Only you can decide what is worth doing.  You can get out now for another TSD school, or stay in and put up a while longer.  You can choose to change to another style.  I would say being able to enjoy where you train is important.

- Ceicei


----------



## pinacolada23x (Jan 25, 2004)

now, i know this is going to sound crazy and all, but, do you think it's crazy for someone to feel like their in love with their karate instructor, when he is 10 years older, like 28 years old. i know someone who feels this way. and she is convinced he is her soulmate. even though he is her instructor and she is his student. she says she feels it in her, a powerful, comfroting feeling. what do you think?


----------



## Touch Of Death (Jan 26, 2004)

> _Originally posted by pinacolada23x _
> *now, i know this is going to sound crazy and all, but, do you think it's crazy for someone to feel like their in love with their karate instructor, when he is 10 years older, like 28 years old. i know someone who feels this way. and she is convinced he is her soulmate. even though he is her instructor and she is his student. she says she feels it in her, a powerful, comfroting feeling. what do you think? *


Thats actualy natural. I feel the instructor should resist the temtation of a starstruck female student ten years his junior but it happens and if he makes a habbit of taking advantage of the situation, it sort of makes him a predator. Watch how he handles it and decide if he is on the make for yourself. On the other hand if that lady wants a relationship with her karate instructor, and she is of age, then that is her perogative. Perhaps you like her.

As for your original question, you are either right in the way you feel or you are having a hard time accepting criticism. Weigh the positives against the negatives, and make your choice. Take some Kenpo (ha ha)


----------



## Cruentus (Jan 26, 2004)

> _Originally posted by pinacolada23x _
> *.......... what do you think? *



Um...I think that this conversation has gotten a little creepy.


----------



## Ceicei (Jan 26, 2004)

Pinacolada23x,

Let's see what we have here....

You are a female and a high school student.  You have a favorite instructor who is a male, and he is the son of the head instructor.  He also is very nice to you and all the other instructors don't give you any respect.  You've worked with your favorite instructor for the past three years.

This situation does happen, probably more times than is admitted in many martial arts schools.  A good instructor works closely with his or her students.  It's not unusual for a student to really like the instructor because of that closeness and understanding.

Let's take a step back...

I'm not sure if the person you refer to who is in love with the instructor is yourself?  It could be a fellow student?  I may be wrong, but many times when a teenager says "a friend is going thru...." often actually is talking about him/herself.

Ok, let's see...  You are miserable for several reasons.
- - -
**JOBS**
**a)** Reproduce the part of the karate forum thread that begins at the words "Only you can" and stops after "(Jan 25, 2004)".
**b)** According to Ceicei in the karate forum thread, how long has the high school student worked with her favorite instructor?
**c)** Name each user who has a post heading in the karate forum thread, listing each user once.

**GIVEN DATA**
- - -
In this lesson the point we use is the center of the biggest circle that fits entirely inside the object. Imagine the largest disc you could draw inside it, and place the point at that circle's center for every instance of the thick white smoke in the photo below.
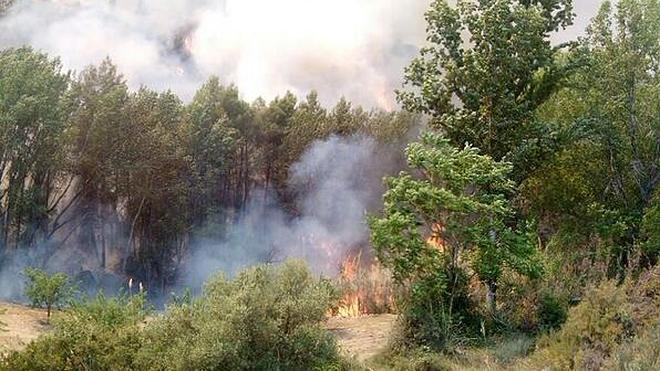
(346, 48)
(339, 181)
- - -
**EXPECTED RESULTS**
**a)**
Only you can decide what is worth doing.  You can get out now for another TSD school, or stay in and put up a while longer.  You can choose to change to another style.  I would say being able to enjoy where you train is important.

- Ceicei


----------



## pinacolada23x (Jan 25, 2004)

**b)** Three years.

**c)** pinacolada23x, Touch Of Death, Cruentus, Ceicei